Work required: Gather all lines in the entries below that include the word "utility".

Records to process:
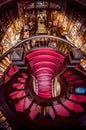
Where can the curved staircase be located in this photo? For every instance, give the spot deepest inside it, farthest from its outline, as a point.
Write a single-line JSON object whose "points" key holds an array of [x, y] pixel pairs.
{"points": [[44, 66]]}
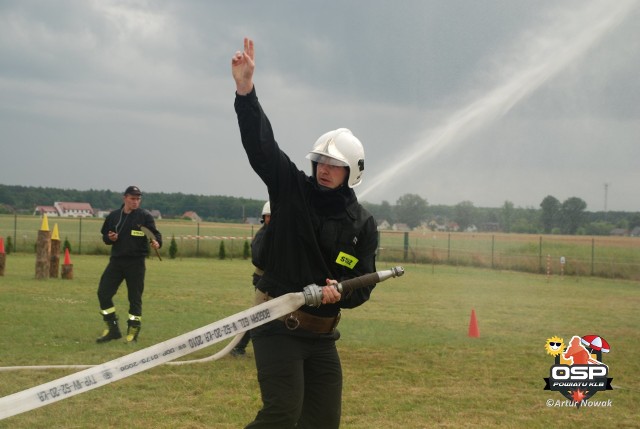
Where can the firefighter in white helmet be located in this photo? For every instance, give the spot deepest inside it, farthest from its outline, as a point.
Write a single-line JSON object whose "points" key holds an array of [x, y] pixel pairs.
{"points": [[318, 233]]}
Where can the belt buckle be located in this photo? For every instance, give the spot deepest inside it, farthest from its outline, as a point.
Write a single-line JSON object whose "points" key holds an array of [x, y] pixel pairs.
{"points": [[291, 322]]}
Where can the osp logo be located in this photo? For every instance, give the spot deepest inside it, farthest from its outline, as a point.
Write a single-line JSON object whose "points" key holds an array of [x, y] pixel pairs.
{"points": [[578, 372]]}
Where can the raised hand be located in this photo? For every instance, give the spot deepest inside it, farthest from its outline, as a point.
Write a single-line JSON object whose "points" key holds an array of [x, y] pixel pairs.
{"points": [[242, 67]]}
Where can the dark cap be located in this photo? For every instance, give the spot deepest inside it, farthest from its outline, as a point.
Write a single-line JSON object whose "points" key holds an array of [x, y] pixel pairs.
{"points": [[133, 190]]}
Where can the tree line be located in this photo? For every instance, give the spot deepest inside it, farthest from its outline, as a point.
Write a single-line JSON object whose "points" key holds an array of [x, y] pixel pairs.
{"points": [[551, 216]]}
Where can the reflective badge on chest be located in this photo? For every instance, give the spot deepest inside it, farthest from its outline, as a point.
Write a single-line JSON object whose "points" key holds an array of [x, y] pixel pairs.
{"points": [[346, 260]]}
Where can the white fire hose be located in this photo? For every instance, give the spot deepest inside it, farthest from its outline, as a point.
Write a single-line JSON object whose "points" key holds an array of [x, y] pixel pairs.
{"points": [[166, 351]]}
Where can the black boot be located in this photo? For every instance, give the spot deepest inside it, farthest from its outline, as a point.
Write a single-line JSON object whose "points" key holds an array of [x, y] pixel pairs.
{"points": [[112, 331]]}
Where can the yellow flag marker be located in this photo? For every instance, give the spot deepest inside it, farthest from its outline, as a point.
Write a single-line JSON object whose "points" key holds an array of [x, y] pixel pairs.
{"points": [[45, 223], [54, 234]]}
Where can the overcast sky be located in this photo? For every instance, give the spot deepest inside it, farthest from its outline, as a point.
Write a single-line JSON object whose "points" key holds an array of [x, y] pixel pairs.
{"points": [[454, 100]]}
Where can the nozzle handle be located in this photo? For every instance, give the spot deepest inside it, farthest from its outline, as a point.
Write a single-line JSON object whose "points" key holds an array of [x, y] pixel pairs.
{"points": [[367, 280], [313, 293]]}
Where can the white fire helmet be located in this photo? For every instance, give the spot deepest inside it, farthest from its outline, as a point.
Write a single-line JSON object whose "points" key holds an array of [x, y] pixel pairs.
{"points": [[266, 209], [340, 147]]}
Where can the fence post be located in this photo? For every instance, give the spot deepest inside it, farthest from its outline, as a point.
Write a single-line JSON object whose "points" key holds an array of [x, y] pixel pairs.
{"points": [[593, 252], [493, 246], [198, 239], [406, 246], [540, 255], [80, 237], [15, 232]]}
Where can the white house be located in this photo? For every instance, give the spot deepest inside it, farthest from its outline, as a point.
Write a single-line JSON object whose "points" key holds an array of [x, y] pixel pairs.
{"points": [[66, 209]]}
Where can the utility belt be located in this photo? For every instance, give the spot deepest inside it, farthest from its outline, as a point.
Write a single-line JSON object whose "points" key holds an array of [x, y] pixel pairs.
{"points": [[300, 320]]}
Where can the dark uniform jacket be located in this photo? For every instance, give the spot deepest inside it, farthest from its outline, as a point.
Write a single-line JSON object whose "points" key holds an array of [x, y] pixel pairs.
{"points": [[131, 240], [314, 234]]}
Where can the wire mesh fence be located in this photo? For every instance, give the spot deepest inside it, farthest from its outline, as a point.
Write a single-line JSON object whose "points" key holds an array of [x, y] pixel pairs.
{"points": [[602, 256]]}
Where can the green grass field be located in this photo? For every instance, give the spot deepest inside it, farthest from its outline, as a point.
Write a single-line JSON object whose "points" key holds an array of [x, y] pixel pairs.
{"points": [[407, 359]]}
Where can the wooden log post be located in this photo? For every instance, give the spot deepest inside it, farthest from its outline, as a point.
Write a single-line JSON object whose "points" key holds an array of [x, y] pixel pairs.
{"points": [[43, 251], [54, 266]]}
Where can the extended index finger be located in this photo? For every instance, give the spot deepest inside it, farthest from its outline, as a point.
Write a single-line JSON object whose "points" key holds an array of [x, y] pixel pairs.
{"points": [[248, 47]]}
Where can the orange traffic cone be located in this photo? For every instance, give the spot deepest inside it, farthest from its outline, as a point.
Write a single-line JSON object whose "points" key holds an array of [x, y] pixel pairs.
{"points": [[474, 332]]}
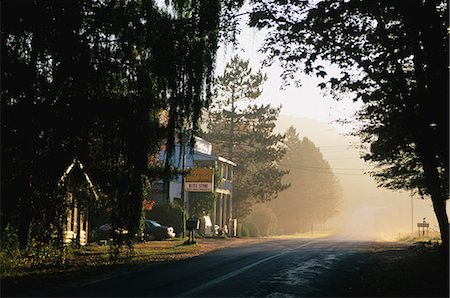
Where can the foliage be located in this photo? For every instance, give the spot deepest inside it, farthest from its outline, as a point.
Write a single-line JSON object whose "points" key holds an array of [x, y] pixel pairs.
{"points": [[264, 219], [246, 135], [315, 193], [167, 215], [250, 230], [391, 56], [35, 255], [88, 80]]}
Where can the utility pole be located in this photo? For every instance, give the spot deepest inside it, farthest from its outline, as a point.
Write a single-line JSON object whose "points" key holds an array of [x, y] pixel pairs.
{"points": [[412, 214], [183, 166]]}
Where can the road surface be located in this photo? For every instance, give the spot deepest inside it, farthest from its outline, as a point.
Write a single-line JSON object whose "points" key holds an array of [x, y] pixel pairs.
{"points": [[271, 268]]}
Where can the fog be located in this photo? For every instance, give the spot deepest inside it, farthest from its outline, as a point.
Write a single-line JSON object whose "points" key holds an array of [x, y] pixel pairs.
{"points": [[366, 212]]}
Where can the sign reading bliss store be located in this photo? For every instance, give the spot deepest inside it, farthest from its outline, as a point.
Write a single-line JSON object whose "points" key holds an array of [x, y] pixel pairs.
{"points": [[199, 180]]}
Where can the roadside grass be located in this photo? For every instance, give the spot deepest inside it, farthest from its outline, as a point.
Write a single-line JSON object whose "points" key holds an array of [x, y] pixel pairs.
{"points": [[92, 256]]}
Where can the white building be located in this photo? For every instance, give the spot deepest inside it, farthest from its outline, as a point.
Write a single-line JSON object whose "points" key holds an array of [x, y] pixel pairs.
{"points": [[200, 158]]}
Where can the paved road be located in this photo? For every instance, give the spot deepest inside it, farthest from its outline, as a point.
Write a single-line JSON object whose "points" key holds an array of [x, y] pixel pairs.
{"points": [[272, 268]]}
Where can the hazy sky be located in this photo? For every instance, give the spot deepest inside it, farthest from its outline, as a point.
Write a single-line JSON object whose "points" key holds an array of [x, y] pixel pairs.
{"points": [[307, 101], [361, 195]]}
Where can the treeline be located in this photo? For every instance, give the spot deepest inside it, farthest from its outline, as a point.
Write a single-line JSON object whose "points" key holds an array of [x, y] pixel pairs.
{"points": [[314, 195], [87, 81], [281, 184]]}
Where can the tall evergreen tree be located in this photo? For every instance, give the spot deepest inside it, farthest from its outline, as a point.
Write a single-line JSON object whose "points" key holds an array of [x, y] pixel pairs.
{"points": [[246, 135], [87, 80], [393, 56], [315, 193]]}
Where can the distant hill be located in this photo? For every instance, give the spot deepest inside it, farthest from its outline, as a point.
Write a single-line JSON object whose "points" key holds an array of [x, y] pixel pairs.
{"points": [[382, 211]]}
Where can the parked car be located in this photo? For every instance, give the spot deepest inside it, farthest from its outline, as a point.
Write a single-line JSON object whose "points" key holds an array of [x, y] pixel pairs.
{"points": [[155, 231], [102, 235]]}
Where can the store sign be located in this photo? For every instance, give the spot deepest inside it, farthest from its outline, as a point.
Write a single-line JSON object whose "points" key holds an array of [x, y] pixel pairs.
{"points": [[198, 186], [199, 180]]}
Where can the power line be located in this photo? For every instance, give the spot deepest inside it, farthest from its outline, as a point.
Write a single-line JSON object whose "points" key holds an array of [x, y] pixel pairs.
{"points": [[322, 168], [320, 172]]}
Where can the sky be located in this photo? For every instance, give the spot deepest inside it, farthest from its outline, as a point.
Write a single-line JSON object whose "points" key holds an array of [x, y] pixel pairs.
{"points": [[306, 101], [362, 198]]}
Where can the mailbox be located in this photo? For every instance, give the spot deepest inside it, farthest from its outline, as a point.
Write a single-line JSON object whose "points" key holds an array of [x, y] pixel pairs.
{"points": [[192, 224]]}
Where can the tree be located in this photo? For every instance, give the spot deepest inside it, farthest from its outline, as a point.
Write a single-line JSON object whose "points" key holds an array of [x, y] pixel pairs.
{"points": [[314, 194], [88, 80], [392, 57], [251, 142], [237, 84]]}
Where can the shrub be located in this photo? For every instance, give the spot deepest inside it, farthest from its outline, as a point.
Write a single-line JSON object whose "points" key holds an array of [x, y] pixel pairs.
{"points": [[253, 230], [167, 215]]}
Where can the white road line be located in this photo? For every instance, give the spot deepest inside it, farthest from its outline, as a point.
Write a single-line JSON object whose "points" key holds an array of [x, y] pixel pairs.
{"points": [[239, 271]]}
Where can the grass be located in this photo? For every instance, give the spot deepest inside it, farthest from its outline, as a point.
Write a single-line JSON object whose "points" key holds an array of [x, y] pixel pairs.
{"points": [[92, 256]]}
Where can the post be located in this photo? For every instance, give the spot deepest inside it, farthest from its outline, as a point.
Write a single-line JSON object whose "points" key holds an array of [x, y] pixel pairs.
{"points": [[183, 213], [412, 214]]}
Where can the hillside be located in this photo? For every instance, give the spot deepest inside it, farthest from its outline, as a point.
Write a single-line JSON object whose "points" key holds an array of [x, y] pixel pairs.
{"points": [[366, 209]]}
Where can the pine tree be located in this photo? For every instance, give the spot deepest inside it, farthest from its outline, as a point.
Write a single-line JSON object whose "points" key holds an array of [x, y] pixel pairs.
{"points": [[315, 193], [247, 135]]}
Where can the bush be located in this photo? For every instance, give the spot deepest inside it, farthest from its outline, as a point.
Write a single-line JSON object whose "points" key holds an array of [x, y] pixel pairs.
{"points": [[245, 233], [264, 219], [167, 215], [253, 230]]}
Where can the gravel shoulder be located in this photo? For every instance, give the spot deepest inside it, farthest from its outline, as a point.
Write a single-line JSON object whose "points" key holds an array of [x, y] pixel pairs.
{"points": [[90, 267]]}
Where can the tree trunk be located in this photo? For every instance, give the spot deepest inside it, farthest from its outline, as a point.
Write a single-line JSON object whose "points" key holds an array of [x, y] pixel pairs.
{"points": [[438, 198]]}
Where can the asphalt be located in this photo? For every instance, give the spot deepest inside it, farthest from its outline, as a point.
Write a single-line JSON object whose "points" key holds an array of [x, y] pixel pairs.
{"points": [[272, 268]]}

Solution to this problem:
Where can the utility belt be located in this photo? For every instance, give the spot deepest inside it, farthest from its outline, as a point.
Where can the utility pole be located in this photo? For every instance, give the spot deepest inside it, farthest from its outline, as a point.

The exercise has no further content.